* Start *
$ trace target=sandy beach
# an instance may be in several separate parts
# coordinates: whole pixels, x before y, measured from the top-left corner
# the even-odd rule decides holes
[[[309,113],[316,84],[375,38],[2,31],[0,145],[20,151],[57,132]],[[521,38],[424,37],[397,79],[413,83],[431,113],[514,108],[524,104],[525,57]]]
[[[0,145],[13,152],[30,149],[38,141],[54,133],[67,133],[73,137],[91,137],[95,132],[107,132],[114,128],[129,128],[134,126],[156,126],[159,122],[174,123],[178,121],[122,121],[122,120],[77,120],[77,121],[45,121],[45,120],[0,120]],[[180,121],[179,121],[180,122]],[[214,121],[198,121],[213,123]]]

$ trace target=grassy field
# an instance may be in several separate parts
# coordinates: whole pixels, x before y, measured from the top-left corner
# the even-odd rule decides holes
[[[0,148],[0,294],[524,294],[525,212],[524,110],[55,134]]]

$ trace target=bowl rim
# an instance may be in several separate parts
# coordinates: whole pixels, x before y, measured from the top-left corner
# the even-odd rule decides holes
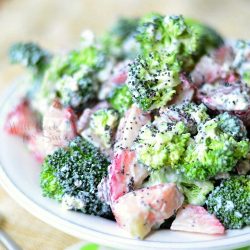
[[[2,110],[10,97],[20,88],[20,79],[11,84],[5,92],[0,96],[0,116]],[[2,129],[2,127],[0,127]],[[250,232],[242,235],[233,235],[227,238],[201,240],[196,242],[161,242],[161,241],[140,241],[136,239],[125,238],[108,234],[107,232],[93,230],[86,226],[72,223],[58,214],[52,213],[45,207],[41,207],[35,200],[20,190],[11,180],[5,171],[5,166],[0,159],[0,184],[5,191],[16,201],[21,207],[31,213],[33,216],[43,222],[75,237],[93,241],[110,247],[119,247],[120,249],[233,249],[235,247],[243,247],[250,244]],[[81,231],[79,231],[79,227]],[[119,245],[117,245],[119,244]]]

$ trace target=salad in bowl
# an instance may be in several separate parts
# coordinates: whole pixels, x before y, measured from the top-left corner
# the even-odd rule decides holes
[[[9,51],[30,87],[4,129],[41,164],[45,197],[144,239],[250,224],[250,43],[189,18],[120,19],[53,54]]]

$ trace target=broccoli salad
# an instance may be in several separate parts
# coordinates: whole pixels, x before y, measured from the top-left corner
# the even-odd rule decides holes
[[[66,53],[20,42],[9,58],[30,87],[5,130],[40,163],[45,197],[139,239],[250,225],[250,42],[152,13]]]

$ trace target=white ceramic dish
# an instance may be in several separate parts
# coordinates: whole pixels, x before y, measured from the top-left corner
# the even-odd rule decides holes
[[[225,236],[160,230],[144,241],[132,239],[114,222],[64,211],[59,204],[42,197],[40,166],[22,140],[3,131],[6,112],[24,93],[24,84],[14,84],[0,99],[0,182],[12,198],[34,216],[68,234],[116,249],[235,249],[250,245],[250,227],[228,231]]]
* End *
- [YOUR INSTRUCTIONS] Render every line of the records above as a Markdown table with the columns Row and Line, numbering the rows and omitting blank lines. Leave the pictures out of the answer.

- [ANSWER FOR THE TASK]
| Row | Line |
|---|---|
| 1 | $ trace target=sandy beach |
| 2 | # an instance may be in several separate parts |
| 3 | # coordinates: whole pixels, x before y, measured from the top-left corner |
| 4 | # the even-odd rule decides holes |
| 5 | [[[309,113],[316,84],[375,38],[2,31],[0,145],[20,151],[57,132]],[[521,38],[424,37],[397,79],[413,83],[431,113],[514,108],[524,104],[525,57]]] |
| 6 | [[[0,145],[13,152],[30,149],[38,141],[54,133],[67,133],[73,137],[91,137],[95,132],[107,132],[114,128],[129,128],[134,126],[156,126],[159,122],[174,123],[178,121],[122,121],[122,120],[77,120],[77,121],[45,121],[45,120],[0,120]],[[180,121],[179,121],[180,122]],[[214,121],[198,121],[213,123]]] |
| 7 | $ trace target=grassy field |
| 8 | # an instance may be in several separate parts |
| 9 | # coordinates: whole pixels, x before y, measured from the top-left corner |
| 10 | # the even-odd rule decides holes |
| 11 | [[[0,148],[0,294],[524,294],[525,212],[524,110],[55,134]]] |
| 12 | $ trace target=bowl rim |
| 13 | # an instance may be in several separate parts |
| 14 | # coordinates: whole pixels, x before y, measured from the top-left corner |
| 15 | # the even-odd rule decides holes |
| 16 | [[[2,110],[10,97],[20,88],[20,79],[11,84],[5,92],[0,96],[0,116]],[[2,129],[2,127],[0,127]],[[250,232],[242,235],[233,235],[227,238],[201,240],[196,242],[161,242],[161,241],[140,241],[136,239],[125,238],[108,234],[107,232],[93,230],[86,226],[72,223],[58,214],[52,213],[45,207],[41,207],[35,200],[20,190],[11,180],[5,171],[5,166],[0,159],[0,184],[5,191],[16,201],[21,207],[31,213],[33,216],[43,222],[75,237],[93,241],[110,247],[119,247],[120,249],[233,249],[235,247],[243,247],[250,244]],[[81,231],[79,231],[79,227]],[[119,245],[117,245],[119,244]]] |
| 17 | $ trace target=salad in bowl |
| 18 | # an instance may be in several separate parts |
| 19 | # coordinates: whole pixels, x before y, measured from the top-left corner |
| 20 | # the even-odd rule decides holes |
| 21 | [[[9,51],[30,87],[4,129],[41,164],[45,197],[144,239],[250,224],[250,43],[189,18],[120,19],[53,54]]] |
| 22 | $ trace target=broccoli salad |
| 23 | # an instance may be in several separate parts |
| 24 | # coordinates: whole pixels, x before y, measured from the top-left corner |
| 25 | # the even-odd rule decides holes |
| 26 | [[[66,53],[20,42],[9,58],[30,87],[5,130],[40,163],[45,197],[139,239],[250,225],[250,42],[152,13]]] |
| 27 | $ trace target=white ceramic dish |
| 28 | # an instance may be in several separate parts |
| 29 | # coordinates: whole pixels, x before y, measured from the top-left corner |
| 30 | # the even-odd rule decides holes |
| 31 | [[[225,236],[160,230],[144,241],[132,239],[114,222],[64,211],[59,204],[42,197],[40,166],[22,140],[3,131],[6,112],[24,93],[24,84],[14,84],[0,99],[0,182],[12,198],[34,216],[68,234],[116,249],[235,249],[250,245],[250,227],[228,231]]] |